··· Passage given ···

III.       Relevant legislation

 

Immigration and Refugee Protection Act, 2001, c 27, s 25 [IRPA]:

 

 (1) The Minister shall, upon request of a foreign national in Canada who is inadmissible or who does not meet the requirements of this Act, and may, on the Minister’s own initiative or on request of a foreign national outside Canada, examine the circumstances concerning the foreign national and may grant the foreign national permanent resident status or an exemption from any applicable criteria or obligation of this Act if the Minister is of the opinion that it is justified by humanitarian and compassionate considerations relating to them, taking into account the best interests of a child directly affected, or by public policy considerations.

 (1) Le ministre doit, sur demande d’un étranger se trouvant au Canada qui est interdit de territoire ou qui ne se conforme pas à la présente loi, et peut, de sa propre initiative ou sur demande d’un étranger se trouvant hors du Canada, étudier le cas de cet étranger et peut lui octroyer le statut de résident permanent ou lever tout ou partie des critères et obligations applicables, s’il estime que des circonstances d’ordre humanitaire relatives à l’étranger — compte tenu de l’intérêt supérieur de l’enfant directement touché — ou l’intérêt public le justifient.

 

 

 

 

 

IV.       Issues

 

[25]           The applicants frame the issues as follows:

 

(1)               Did the PRRA officer breach the rules of procedural fairness by failing to conduct an interview with the applicants?

··· Extracted records ···

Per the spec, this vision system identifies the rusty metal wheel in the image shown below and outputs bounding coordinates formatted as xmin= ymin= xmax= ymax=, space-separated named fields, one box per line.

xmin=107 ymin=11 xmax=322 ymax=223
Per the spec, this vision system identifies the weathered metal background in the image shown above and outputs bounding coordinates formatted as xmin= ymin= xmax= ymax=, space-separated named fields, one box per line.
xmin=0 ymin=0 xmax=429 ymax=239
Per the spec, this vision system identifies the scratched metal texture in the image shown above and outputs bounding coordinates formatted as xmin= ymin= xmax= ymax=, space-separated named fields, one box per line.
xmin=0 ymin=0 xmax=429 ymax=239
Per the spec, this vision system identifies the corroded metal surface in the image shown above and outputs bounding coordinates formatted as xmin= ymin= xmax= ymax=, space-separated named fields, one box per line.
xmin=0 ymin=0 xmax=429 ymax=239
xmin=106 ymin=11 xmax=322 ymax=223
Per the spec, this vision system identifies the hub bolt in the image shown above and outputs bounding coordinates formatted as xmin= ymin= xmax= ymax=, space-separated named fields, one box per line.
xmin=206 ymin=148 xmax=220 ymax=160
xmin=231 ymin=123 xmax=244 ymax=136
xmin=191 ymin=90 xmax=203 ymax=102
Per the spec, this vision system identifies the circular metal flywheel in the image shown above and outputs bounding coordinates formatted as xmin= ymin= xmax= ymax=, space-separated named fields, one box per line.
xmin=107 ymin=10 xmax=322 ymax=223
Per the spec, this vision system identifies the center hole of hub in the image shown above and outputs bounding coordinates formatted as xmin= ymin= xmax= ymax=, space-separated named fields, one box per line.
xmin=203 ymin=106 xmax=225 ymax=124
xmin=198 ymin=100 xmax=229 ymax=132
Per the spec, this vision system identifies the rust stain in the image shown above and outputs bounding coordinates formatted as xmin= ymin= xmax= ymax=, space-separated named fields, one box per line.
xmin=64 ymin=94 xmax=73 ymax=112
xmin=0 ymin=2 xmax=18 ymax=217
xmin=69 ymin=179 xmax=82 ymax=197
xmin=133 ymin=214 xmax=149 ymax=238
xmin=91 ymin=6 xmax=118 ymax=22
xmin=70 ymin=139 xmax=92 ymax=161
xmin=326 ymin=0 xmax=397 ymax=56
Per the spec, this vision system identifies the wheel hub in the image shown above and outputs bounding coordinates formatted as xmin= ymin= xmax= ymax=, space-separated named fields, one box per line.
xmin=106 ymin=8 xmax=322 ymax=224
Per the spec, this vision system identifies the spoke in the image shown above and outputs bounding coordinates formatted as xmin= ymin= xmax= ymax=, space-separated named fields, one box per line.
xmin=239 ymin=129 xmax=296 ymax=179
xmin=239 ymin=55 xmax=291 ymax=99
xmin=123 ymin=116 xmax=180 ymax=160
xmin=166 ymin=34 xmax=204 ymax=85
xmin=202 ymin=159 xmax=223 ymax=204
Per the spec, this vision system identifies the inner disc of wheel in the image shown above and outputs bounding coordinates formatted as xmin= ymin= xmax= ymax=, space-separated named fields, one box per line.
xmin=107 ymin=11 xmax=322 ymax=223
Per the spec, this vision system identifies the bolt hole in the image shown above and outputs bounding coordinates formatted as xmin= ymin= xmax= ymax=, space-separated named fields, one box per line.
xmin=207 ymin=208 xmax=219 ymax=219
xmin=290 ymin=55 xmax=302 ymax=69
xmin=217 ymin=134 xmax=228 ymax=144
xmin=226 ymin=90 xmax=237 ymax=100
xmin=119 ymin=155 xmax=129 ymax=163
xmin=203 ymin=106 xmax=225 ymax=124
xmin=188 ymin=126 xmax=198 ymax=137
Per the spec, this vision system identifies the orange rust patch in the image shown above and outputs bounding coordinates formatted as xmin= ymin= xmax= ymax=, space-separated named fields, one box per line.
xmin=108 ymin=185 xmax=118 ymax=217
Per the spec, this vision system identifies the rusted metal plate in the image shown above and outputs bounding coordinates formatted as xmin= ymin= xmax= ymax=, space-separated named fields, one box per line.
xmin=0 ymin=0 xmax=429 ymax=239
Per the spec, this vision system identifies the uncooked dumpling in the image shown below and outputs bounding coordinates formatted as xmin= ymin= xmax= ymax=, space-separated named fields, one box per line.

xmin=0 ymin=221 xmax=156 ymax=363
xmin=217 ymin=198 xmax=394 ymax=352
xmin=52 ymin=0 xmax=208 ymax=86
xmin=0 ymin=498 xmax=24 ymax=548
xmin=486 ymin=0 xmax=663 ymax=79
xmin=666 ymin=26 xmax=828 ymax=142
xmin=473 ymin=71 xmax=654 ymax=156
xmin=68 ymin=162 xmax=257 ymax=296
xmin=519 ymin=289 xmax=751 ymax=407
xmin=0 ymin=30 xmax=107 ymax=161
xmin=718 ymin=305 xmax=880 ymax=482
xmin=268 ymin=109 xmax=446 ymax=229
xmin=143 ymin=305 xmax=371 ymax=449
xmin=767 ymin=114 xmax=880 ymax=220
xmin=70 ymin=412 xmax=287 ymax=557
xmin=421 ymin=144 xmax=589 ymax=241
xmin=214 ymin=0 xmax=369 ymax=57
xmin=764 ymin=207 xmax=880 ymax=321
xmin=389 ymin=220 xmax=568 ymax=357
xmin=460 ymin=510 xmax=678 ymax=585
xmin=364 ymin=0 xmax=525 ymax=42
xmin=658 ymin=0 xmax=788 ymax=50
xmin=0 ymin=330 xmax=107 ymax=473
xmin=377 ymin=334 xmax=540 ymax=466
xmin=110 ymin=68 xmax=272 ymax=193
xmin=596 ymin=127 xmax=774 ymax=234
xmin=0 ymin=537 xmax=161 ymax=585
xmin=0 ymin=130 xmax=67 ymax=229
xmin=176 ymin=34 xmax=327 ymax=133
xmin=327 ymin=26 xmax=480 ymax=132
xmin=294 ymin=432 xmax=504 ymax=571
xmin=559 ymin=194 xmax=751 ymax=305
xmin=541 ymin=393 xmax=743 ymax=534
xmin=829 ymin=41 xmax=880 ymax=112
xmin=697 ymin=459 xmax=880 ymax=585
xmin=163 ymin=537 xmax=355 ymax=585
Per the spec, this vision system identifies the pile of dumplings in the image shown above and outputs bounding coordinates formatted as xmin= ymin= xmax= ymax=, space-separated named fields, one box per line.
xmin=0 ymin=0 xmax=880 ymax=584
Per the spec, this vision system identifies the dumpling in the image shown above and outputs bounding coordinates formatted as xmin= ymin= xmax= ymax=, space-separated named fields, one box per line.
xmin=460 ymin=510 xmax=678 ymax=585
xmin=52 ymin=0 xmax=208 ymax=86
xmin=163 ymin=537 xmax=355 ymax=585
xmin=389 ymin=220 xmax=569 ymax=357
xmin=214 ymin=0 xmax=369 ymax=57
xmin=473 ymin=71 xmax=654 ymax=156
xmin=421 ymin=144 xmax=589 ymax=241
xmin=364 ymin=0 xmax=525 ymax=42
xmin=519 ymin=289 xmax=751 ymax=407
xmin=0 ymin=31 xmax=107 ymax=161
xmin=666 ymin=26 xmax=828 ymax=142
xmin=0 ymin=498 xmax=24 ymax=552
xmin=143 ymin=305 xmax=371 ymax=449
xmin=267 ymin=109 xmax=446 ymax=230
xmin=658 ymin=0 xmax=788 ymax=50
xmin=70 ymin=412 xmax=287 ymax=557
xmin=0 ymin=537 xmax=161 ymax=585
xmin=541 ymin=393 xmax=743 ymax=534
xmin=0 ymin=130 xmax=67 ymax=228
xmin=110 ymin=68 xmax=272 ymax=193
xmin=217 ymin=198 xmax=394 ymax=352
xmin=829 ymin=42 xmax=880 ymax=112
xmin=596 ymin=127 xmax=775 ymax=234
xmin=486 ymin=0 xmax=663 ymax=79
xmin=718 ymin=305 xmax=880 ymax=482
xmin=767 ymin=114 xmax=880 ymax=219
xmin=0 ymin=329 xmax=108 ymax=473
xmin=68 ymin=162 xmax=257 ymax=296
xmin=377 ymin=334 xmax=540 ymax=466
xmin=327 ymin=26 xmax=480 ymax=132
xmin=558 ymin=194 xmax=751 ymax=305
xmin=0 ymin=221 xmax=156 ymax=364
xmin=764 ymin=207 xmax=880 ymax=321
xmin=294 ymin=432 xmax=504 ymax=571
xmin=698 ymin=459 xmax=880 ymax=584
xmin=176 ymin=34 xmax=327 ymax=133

···

Stated problem:
Copy the immigration law excerpt starting at "[25]           The applicants" and ending at "with the applicants?", substituting "oral hearing" for "interview". The listing has no connection to the immigration law excerpt.

Response below:
[25]           The applicants frame the issues as follows:

 

(1)               Did the PRRA officer breach the rules of procedural fairness by failing to conduct an oral hearing with the applicants?